> _Work task_: Write the entries out again. Every character must match.

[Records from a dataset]
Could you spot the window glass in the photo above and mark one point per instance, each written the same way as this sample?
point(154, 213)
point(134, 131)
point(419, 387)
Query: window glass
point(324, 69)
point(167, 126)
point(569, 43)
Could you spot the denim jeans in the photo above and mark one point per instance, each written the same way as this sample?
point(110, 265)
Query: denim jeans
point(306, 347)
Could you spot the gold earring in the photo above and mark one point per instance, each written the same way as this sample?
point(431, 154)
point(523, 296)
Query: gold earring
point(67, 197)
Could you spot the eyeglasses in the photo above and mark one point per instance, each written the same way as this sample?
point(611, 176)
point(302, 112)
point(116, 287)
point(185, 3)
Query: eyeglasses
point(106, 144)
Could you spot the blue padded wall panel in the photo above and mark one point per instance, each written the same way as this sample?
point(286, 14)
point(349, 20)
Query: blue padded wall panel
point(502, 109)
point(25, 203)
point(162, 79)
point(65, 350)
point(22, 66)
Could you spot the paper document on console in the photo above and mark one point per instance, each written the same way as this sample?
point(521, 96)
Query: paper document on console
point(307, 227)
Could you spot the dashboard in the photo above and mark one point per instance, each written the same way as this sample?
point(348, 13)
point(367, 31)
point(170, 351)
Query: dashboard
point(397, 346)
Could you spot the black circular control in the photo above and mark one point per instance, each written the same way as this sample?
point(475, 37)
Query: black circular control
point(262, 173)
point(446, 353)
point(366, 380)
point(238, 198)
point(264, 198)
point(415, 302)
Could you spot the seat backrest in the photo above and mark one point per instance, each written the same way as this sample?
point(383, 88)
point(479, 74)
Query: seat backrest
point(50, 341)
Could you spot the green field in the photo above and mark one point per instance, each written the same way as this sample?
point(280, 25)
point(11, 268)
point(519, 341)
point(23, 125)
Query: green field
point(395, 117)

> _Your response_:
Could you spot the window glass in the photo above and mark one point per instance, each written the same way as this sample?
point(154, 213)
point(134, 131)
point(419, 387)
Query: window glass
point(324, 69)
point(167, 126)
point(569, 43)
Could you spot the denim jeans in the photo above and mark one point per instance, each written the same way as this sample?
point(110, 265)
Query: denim jeans
point(306, 347)
Could you spot the gold earring in the photo above and mark one point per instance, each written the same way as this sample?
point(431, 154)
point(523, 296)
Query: gold earring
point(67, 197)
Could you spot the eyeglasses in the photo above and mark one point per instance, each written the same way as this sample?
point(611, 176)
point(302, 112)
point(116, 287)
point(185, 3)
Query: eyeglasses
point(106, 144)
Could you spot the blue padded wall panel in the photo above and mark one point per instance, each written the same way as this sample?
point(286, 14)
point(349, 20)
Query: blue padded wall panel
point(502, 109)
point(25, 203)
point(162, 79)
point(65, 350)
point(22, 66)
Could you spot the paper document on console in the photo above and mark one point per instance, each written the same way as this sample?
point(521, 96)
Query: paper document on console
point(307, 227)
Could you spot the dashboard in the photo above and mark one point per instance, each written the same way as this sample?
point(348, 13)
point(367, 31)
point(170, 351)
Query: dashboard
point(397, 346)
Could you spot the black circular control in the photo above and mark one point per instance, each written the same way as this sample?
point(475, 37)
Query: black circular control
point(262, 173)
point(446, 353)
point(366, 380)
point(238, 198)
point(264, 198)
point(415, 302)
Could you spot the seat backrest in the photo above and mark one point per instance, each written the same way as this sample?
point(383, 88)
point(479, 74)
Query: seat backrest
point(50, 341)
Could you spot the green field in the photo above and mark one point per instance, each written the same way as this sample?
point(280, 25)
point(11, 268)
point(519, 341)
point(23, 125)
Query: green field
point(395, 117)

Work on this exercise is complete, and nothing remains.